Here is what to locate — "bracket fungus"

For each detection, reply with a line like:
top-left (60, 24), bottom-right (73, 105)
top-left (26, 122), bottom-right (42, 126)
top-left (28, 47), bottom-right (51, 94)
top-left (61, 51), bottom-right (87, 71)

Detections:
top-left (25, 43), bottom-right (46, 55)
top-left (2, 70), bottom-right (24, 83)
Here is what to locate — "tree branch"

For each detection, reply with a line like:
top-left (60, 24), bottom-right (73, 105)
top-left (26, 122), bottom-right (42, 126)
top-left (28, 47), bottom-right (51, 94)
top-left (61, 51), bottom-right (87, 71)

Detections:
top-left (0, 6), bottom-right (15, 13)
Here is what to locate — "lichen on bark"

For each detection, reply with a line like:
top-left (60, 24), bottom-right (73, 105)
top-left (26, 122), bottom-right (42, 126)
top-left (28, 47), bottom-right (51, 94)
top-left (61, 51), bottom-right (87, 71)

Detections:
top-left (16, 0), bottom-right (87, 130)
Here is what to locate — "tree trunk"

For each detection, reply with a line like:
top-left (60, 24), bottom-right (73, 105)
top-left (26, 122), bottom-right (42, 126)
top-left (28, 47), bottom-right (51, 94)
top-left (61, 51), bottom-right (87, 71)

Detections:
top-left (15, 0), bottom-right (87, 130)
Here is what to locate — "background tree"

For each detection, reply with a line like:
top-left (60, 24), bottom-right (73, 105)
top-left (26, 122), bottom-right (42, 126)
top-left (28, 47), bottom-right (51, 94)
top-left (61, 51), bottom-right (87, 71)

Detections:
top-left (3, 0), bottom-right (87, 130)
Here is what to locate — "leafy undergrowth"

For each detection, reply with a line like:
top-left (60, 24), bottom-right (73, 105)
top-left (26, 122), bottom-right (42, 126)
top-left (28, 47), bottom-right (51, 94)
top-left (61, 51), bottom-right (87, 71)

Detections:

....

## Stated goal
Please revise the lines above, replacing "what to locate" with "what to find" wherever it occurs and leaving everything else unchanged.

## Finished exercise
Here is what to find — "bracket fungus"

For each detection, reply with a line like:
top-left (60, 24), bottom-right (73, 105)
top-left (26, 122), bottom-right (42, 126)
top-left (28, 47), bottom-right (51, 94)
top-left (61, 51), bottom-right (87, 71)

Detections:
top-left (25, 43), bottom-right (46, 55)
top-left (2, 70), bottom-right (24, 83)
Here is what to find — "tree branch"

For each detection, reply with a line like:
top-left (60, 24), bottom-right (73, 105)
top-left (26, 122), bottom-right (42, 126)
top-left (28, 47), bottom-right (51, 94)
top-left (61, 51), bottom-right (87, 71)

Detections:
top-left (0, 6), bottom-right (15, 13)
Here is what to find — "lichen on bark"

For each detection, reply with a line like:
top-left (60, 24), bottom-right (73, 105)
top-left (26, 122), bottom-right (42, 126)
top-left (28, 47), bottom-right (51, 94)
top-left (61, 51), bottom-right (87, 71)

Detections:
top-left (16, 0), bottom-right (87, 130)
Here is what to find — "tree trunk"

For each detection, reply with a line like:
top-left (60, 24), bottom-right (73, 105)
top-left (26, 122), bottom-right (42, 126)
top-left (28, 47), bottom-right (51, 94)
top-left (61, 51), bottom-right (87, 71)

Detections:
top-left (15, 0), bottom-right (87, 130)
Here is what to find — "background tree"

For each detection, reply with a line like:
top-left (60, 24), bottom-right (73, 105)
top-left (26, 122), bottom-right (42, 126)
top-left (28, 47), bottom-right (51, 94)
top-left (61, 51), bottom-right (87, 71)

Detections:
top-left (3, 0), bottom-right (87, 130)
Here is what to find — "leafy undergrowth"

For each detection, reply with a line like:
top-left (60, 24), bottom-right (73, 105)
top-left (26, 122), bottom-right (42, 126)
top-left (28, 47), bottom-right (51, 94)
top-left (61, 51), bottom-right (87, 71)

Detections:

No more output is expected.